• _WRITTEN REQUEST_
Rescale the listing from the line with "Where can you see the main" up to and including its last line, copying every line but multiplying only the coordinates under each "Markers:" heading by 0.45 and rounding them to whole numbers, with halves rounded up.

• _Pointing dataset excerpts_
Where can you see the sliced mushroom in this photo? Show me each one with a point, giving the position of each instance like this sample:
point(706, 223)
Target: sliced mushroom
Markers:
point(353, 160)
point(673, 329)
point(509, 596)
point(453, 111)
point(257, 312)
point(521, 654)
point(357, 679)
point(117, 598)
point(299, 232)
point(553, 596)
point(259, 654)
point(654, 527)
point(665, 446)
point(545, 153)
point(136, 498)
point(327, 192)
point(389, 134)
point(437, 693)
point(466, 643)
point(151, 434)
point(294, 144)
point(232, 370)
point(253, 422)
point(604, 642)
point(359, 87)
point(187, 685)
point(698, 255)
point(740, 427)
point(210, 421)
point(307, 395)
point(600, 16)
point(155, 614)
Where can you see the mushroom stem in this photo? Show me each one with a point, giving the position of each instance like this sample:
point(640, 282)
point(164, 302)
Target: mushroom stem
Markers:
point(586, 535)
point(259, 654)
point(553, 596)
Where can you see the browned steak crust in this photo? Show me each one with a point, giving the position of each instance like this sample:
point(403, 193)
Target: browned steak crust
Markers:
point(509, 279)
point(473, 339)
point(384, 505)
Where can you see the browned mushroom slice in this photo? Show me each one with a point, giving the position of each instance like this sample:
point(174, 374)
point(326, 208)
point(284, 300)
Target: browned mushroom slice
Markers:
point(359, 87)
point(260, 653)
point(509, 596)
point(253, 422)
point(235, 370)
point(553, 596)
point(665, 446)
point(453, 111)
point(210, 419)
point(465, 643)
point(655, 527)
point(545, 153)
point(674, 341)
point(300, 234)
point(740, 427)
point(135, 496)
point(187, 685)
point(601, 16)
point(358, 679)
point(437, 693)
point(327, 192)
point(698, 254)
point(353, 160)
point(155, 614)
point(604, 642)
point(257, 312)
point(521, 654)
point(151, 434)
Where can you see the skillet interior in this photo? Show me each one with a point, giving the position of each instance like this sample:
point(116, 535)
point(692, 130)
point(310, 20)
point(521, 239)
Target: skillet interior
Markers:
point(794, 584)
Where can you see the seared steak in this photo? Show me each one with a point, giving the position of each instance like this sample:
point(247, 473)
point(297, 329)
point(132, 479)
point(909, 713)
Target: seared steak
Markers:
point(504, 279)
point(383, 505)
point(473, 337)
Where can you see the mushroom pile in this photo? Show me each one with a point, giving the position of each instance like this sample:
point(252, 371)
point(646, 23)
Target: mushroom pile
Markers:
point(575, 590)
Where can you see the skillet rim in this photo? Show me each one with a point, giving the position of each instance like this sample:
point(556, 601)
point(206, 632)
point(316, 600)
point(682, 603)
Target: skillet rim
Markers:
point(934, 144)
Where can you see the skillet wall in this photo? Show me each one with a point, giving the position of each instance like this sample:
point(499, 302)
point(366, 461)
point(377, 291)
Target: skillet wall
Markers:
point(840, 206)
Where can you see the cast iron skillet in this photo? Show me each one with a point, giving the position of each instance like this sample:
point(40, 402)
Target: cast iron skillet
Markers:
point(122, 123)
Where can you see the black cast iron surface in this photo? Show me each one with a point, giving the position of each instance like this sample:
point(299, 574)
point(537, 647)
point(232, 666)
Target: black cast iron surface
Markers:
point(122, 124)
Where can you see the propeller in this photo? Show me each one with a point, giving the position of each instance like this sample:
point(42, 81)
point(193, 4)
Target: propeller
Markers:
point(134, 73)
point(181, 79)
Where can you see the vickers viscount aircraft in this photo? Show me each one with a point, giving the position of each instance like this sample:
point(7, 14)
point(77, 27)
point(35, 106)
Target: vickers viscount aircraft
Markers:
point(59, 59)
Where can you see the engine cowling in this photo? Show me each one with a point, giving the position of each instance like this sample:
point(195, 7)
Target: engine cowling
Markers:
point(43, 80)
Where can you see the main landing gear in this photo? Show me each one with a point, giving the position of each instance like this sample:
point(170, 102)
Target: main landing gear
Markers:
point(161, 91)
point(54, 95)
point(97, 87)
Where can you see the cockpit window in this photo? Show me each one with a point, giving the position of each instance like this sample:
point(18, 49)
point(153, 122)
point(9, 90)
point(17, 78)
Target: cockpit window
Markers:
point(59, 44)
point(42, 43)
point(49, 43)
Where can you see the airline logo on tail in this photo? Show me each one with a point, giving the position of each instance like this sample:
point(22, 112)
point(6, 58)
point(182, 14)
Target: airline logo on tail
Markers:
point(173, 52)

• _COMPLETE ANSWER_
Where can you see the main landing gear in this photo? Show me each one with a point, giving the position of each instance like this sample:
point(170, 102)
Target: main landing gear
Markers:
point(72, 41)
point(24, 43)
point(44, 39)
Where can you see the cockpit window in this photo? Show me each one with a point, giving the position of each instance like this sample:
point(18, 49)
point(153, 122)
point(9, 90)
point(17, 78)
Target: cockpit window
Markers:
point(27, 20)
point(19, 19)
point(22, 19)
Where can you see the airline logo on tail in this photo? Show me each one with a point, giving the position of each instance like this sample:
point(22, 112)
point(6, 58)
point(182, 14)
Target: airline logo on tail
Markers:
point(78, 23)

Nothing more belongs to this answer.